→ **EXTRAIT SÉLECTIONNÉ**
────────────────

Que le tonnage moyen de matières plastiques à recycler livré par la société Sita Négoce à la société Sorepla Industrie était donc, toutes catégories de produits confondues, de 5 855 tonnes par an en année pleine, c’est-à-dire du mois de janvier 2006 au mois de janvier 2009';

Que le cabinet Prorevise confirme aux termes de ses calculs « au réel » effectués à partir des pièces issues de la comptabilité de la société Sorepla Industrie, et non d’évaluations théoriques, que les quantités de tonnages dits « remplacés », car acquis par la société Sorepla Industrie en lieu et place des tonnages qu’elle aurait été en droit de recevoir de Sita Négoce d’août 2009 à janvier 2012 sur une base de 6 959 tonnes annuelles, si cette dernière n’avait pas résilié fautivement le contrat, s’établissent à 15 787 tonnes effectivement payées par la société Sorepla Industrie à des fournisseurs tiers pour un montant de 2 203 000 euros HT (hors frais financiers et frais de transport), en considération d’un surcoût d’approvisionnement moyen à la tonne de 140 € HT hors frais financiers toutes catégories de matières confondues, et cela par comparaison avec les prix pratiqués par Sita Négoce'; que s’ajoutent à ce montant de surcoût à tonne de 2 203 000 euros HT, les frais financiers pour un montant de 445 000 euros, les frais de transport n’étant pas inclus dans ces montants, que son préjudice au titre su surcoût d’approvisionnement à la tonne entre le mois d’août 2009 et le mois de janvier 2012, date à laquelle le contrat à durée déterminée de reprise de matières plastiques venait à échéance, est donc de 2 648 000 euros hors frais de transport (2 203 000 euros + 445 000 euros).

Elle précise que le préjudice est calculé sur le tonnage remplacé, lui-même déterminé à partir des quantités entrant dans le calcul des achats de matières premières tirés de la comptabilité de Sorepla ; en vertu des principes généraux régissant la comptabilité, les quantités comptabilisées dans les achats de matières premières ont nécessairement été achetées en propre par Sorepla ; que le tonnage remplacé est calculé de manière à ce qu’il ne puisse pas être plus élevé que le tonnage effectivement approvisionné par Sorepla durant la période d’examen du préjudice.

────────────────

→ **DONNÉES RÉPERTORIÉES**

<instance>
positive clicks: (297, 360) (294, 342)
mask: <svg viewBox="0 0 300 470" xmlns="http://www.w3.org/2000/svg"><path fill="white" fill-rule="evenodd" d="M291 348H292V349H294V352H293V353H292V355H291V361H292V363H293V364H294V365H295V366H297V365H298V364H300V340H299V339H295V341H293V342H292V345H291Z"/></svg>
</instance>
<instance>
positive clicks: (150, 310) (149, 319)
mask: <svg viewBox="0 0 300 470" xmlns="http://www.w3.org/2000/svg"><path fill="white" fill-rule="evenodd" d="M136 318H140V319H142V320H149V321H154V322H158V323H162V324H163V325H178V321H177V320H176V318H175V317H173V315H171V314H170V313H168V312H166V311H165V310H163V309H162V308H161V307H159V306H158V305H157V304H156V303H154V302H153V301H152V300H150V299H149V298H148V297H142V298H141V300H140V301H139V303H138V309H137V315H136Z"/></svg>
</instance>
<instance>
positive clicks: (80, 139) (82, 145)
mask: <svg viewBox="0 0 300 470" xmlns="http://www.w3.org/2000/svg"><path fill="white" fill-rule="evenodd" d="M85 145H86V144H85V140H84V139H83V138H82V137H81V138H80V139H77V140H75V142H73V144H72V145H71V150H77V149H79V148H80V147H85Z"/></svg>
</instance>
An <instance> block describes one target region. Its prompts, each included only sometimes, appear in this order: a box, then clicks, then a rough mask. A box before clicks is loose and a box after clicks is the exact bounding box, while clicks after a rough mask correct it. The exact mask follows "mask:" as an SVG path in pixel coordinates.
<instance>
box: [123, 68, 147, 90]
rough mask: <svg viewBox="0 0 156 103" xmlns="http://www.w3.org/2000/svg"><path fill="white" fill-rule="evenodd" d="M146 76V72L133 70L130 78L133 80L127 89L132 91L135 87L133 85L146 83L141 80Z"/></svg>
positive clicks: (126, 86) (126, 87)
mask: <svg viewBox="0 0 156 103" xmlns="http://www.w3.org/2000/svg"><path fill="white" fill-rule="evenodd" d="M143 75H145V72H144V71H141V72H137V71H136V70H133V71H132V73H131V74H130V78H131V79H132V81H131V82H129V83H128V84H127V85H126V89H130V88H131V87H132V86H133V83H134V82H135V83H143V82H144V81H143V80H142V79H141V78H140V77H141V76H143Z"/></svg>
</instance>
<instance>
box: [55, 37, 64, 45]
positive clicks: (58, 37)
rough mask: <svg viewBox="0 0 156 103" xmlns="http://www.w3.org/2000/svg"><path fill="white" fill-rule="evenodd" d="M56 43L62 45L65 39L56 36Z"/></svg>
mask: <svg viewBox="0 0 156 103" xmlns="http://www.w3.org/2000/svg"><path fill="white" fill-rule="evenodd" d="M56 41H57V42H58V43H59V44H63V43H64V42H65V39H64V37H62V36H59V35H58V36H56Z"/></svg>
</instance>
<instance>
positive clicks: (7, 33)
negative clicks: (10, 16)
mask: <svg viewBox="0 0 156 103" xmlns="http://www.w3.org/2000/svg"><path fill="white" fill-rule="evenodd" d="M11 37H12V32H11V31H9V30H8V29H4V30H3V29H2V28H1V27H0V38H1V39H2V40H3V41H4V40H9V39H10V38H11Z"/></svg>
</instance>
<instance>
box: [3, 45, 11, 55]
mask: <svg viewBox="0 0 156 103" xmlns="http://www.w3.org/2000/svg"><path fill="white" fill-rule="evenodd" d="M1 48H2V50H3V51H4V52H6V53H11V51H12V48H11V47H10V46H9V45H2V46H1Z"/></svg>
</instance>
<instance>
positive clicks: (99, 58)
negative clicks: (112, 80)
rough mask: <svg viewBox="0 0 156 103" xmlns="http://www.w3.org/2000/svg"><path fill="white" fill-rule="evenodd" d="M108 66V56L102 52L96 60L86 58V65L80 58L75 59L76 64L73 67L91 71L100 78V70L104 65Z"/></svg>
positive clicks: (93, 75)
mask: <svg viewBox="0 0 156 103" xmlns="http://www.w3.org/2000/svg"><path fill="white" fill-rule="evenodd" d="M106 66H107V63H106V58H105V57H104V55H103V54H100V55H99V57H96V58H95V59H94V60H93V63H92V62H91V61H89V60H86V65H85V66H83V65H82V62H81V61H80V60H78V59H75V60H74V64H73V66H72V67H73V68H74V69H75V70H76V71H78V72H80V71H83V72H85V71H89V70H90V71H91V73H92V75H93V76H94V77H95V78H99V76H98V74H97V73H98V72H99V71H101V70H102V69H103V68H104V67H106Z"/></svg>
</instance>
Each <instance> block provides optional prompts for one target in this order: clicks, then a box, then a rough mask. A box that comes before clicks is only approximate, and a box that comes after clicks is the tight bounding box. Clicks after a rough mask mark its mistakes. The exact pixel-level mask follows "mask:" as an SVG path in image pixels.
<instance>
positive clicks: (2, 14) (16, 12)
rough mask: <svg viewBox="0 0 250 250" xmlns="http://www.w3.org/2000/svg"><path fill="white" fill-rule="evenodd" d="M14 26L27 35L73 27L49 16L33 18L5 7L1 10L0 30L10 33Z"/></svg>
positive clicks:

────────────────

→ **EXERCICES PROPOSÉS**
A – D'après l'extrait, quel est le montant des frais financiers qui s'ajoutent au surcoût à la tonne de 2 203 000 euros HT ?
B – Reproduisez fidèlement le passage de l'extrait compris entre « Elle précise que » et « d’examen du préjudice. », bornes incluses.
Le matériel n'a aucun lien avec l'extrait.

→ **RÉPONSES NUMÉROTÉES**
A – 445 000 euros.

B –
Elle précise que le préjudice est calculé sur le tonnage remplacé, lui-même déterminé à partir des quantités entrant dans le calcul des achats de matières premières tirés de la comptabilité de Sorepla ; en vertu des principes généraux régissant la comptabilité, les quantités comptabilisées dans les achats de matières premières ont nécessairement été achetées en propre par Sorepla ; que le tonnage remplacé est calculé de manière à ce qu’il ne puisse pas être plus élevé que le tonnage effectivement approvisionné par Sorepla durant la période d’examen du préjudice.